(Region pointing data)
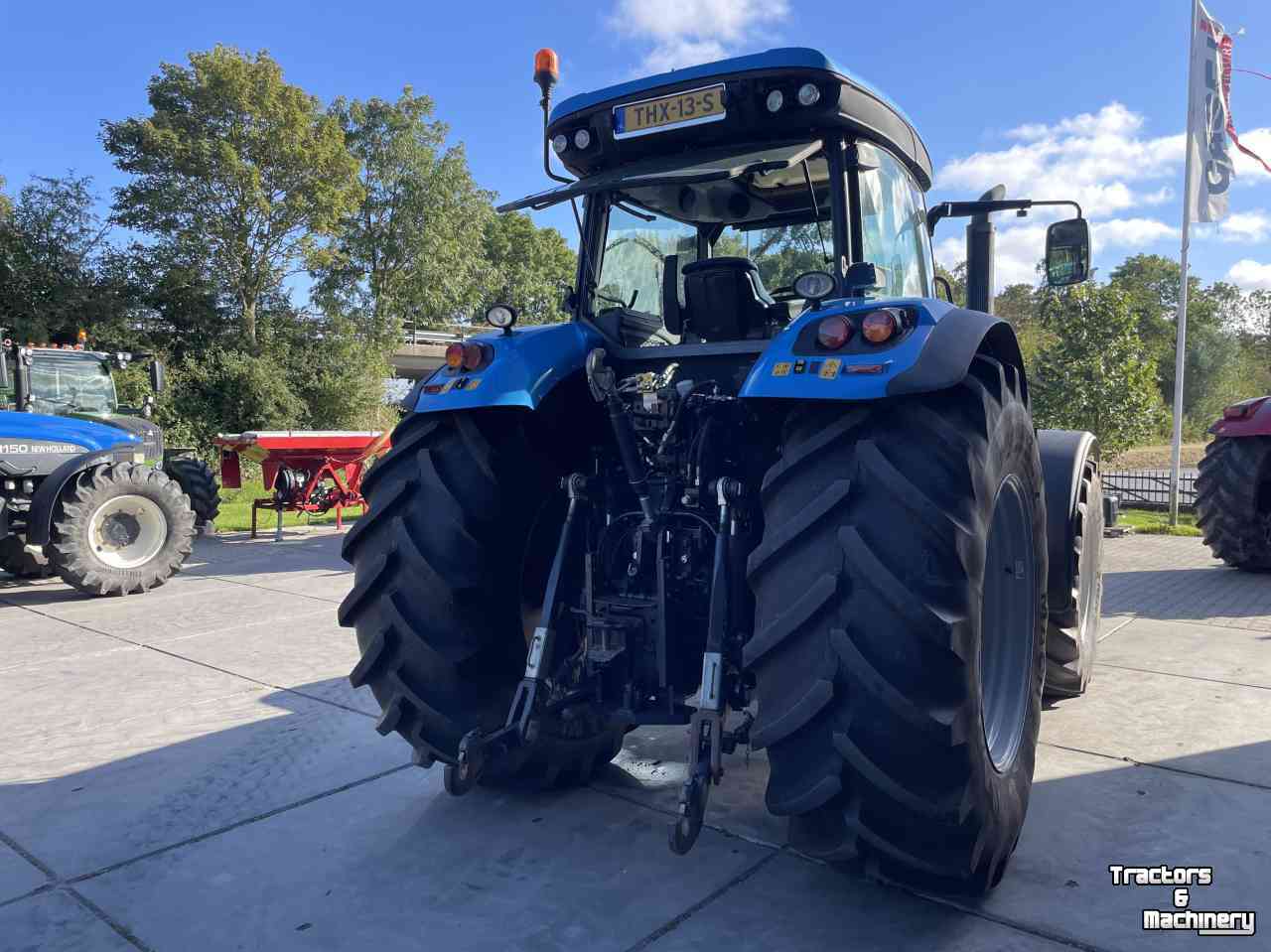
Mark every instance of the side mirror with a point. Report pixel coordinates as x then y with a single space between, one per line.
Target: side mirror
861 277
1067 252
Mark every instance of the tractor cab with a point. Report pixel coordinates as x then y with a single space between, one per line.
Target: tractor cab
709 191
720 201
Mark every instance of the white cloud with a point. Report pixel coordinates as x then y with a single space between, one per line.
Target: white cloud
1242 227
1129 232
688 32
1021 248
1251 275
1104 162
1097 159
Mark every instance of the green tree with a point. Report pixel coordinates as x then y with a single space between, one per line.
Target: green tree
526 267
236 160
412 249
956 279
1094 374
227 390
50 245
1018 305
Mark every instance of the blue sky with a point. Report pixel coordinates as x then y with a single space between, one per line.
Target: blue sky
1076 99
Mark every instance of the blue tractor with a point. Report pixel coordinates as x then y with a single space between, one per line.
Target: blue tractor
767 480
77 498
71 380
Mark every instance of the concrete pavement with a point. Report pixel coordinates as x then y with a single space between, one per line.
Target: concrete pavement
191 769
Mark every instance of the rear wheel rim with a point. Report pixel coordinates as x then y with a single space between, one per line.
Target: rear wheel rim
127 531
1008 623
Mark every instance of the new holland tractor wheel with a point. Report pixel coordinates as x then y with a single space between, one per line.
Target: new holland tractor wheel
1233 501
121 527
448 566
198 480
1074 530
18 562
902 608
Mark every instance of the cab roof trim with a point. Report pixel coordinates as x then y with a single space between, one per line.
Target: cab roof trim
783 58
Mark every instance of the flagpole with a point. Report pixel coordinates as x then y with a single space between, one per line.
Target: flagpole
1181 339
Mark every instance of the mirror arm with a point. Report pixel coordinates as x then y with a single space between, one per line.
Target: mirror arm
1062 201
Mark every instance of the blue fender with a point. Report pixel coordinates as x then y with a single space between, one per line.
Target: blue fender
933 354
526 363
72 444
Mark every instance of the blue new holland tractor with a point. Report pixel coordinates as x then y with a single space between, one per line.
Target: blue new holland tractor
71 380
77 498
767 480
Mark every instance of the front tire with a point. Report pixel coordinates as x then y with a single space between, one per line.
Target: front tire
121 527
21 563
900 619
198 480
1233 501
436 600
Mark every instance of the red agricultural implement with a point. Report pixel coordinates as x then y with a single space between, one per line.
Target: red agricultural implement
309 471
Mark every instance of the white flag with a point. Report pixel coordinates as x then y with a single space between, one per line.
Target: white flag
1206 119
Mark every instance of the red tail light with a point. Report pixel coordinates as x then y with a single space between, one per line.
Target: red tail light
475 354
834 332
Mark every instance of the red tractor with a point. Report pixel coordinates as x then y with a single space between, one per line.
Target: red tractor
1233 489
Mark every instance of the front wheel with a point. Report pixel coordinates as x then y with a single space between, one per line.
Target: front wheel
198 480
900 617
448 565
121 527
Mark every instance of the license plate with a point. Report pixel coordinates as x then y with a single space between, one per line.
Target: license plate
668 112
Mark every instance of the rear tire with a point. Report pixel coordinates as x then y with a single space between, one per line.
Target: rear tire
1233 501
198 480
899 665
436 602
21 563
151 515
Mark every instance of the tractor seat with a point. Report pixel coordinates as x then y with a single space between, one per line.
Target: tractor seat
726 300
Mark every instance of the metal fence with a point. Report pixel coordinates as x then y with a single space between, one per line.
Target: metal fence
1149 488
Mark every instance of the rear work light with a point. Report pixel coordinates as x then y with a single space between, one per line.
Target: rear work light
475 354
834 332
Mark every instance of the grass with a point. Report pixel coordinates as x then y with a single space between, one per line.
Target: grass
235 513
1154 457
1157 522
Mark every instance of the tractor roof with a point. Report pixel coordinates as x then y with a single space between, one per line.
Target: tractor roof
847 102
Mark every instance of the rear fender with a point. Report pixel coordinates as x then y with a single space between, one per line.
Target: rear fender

# Task prompt
Restate the data above word for word, so that the only difference is the missing pictures.

# Solution
Mark every instance of the side mirror with a point. Report pixel coordinates as x then y with a single space between, one per line.
Target: side mirror
861 277
1067 252
Mark every instance of the tractor cab with a point. Report pixel coordinates as x then y with a single space between, one per line.
Target: tractor cab
709 191
720 201
Mark every instance of the white cloud with a point. Report pixel coordinates as x then y with a single space between, one per line.
Target: white cloud
1242 227
1129 232
688 32
1021 248
1251 275
1104 162
1097 159
Mark every instance of the green tree with a point. Report pixel coordinates as x then y with a single space between, one per line.
Target: green tree
526 267
236 160
412 249
956 279
1094 374
227 390
50 245
1018 305
Mark every instance of the blue sky with a point. Report pixel coordinates as x then y with a single space between, one per line.
Target: blue sky
1076 99
Mark every instance of the blue tractor with a point. Report pixel coordinates as x then y with a single space between, one per line.
Target: blue tractor
767 480
77 498
71 380
Mark every instance of the concrete pavement with a point. Report pixel coordinates as x then y with a single space between, one per line.
Target: concrete pavement
191 769
Mark every instance of the rear wheel rim with a point. Report pixel coordinates as x then y with a single space between, one per line.
Target: rear wheel rim
127 531
1008 623
Mark every instance of the new holland tractor wheel with a point. Report pixel coordinates as x then y with a single space between, one per line.
Target: new holland tractor wheel
1233 501
121 527
448 566
198 480
1074 530
18 562
902 608
Mark every instance of the cab roof trim with a point. Report pixel coordinates as x then y with a single space between, one per line.
Target: cab roof trim
783 58
Mark every instance of the flagpole with a point. Report pixel coordinates as x then y with a single space between, one per line.
Target: flagpole
1181 339
Mark every instance of the mirror arm with a point. Report pixel coordinates as x then y with a single space between, one per line.
Target: mirror arm
1062 201
Mark every instance of the blue fender with a point. Report pixel coordinates as x then y with a single space between, one per line.
Target: blue fender
933 354
526 363
72 444
Mark every instance of the blue new holland tractor with a point. Report pixel coordinates as x then y with a single space between, one per line.
Target: blue new holland tractor
71 380
77 498
767 480
Mark every instance of the front tire with a point. Report pixel coordinates as x then y with a single space between, one per line.
Target: front tire
121 527
21 563
900 619
198 480
1233 501
436 600
Mark every instance of the red agricultural implement with a point. Report pixel coordinates as x then y with a single space between, one per line.
Target: red agricultural implement
309 471
Mark every instance of the white flag with a point. Report pixel coordinates as x then y with a single space between, one per line.
Target: white flag
1206 119
Mark every instance of the red tail light with a point. Report pixel coordinates as x then y with a single space between, one per line.
Target: red tail light
475 354
834 332
Mark every instance of the red tractor with a point. Report pixel coordinates as x then y with a single space between, one per line.
Target: red tractor
1233 489
Mark every instance of the front wheel with a point. Report pixel coordinates as x then y with a single space between, one per line.
Target: front wheel
198 480
900 617
448 565
121 527
Mark every instance of the license plate with a point. Report pixel coordinates as x then y with a single space between, one per line.
Target: license plate
668 112
Mark every instance of the rear tire with a point. Report pixel coordinates as x then y with a single space between, one per line.
Target: rear tire
1233 501
198 480
899 665
436 602
21 563
151 515
Mark every instance of the tractor seat with a point. Report pixel coordinates as x then y with a single space between, one per line.
Target: tractor seat
726 300
Mark every instance of the metal fence with a point. Report pixel coordinates as x then y with a single space between, one per line.
Target: metal fence
1149 488
Mark every instance of the rear work light with a point. Report pixel coordinates as x then y with a single space between, one per line.
Target: rear work light
475 354
834 332
Mark every instance of the grass with a point. Report pixel coordinates as x then y with a single space between, one per line.
Target: grass
235 513
1154 457
1157 522
Mark every instance of the tractor roof with a point. Report pixel coordinates as x then y with a single space between, one per line.
Target: tractor roof
847 102
Mark every instance of the rear fender with a point. Report pixel coordinates as x then y with a single space between, one per line.
Target: rear fender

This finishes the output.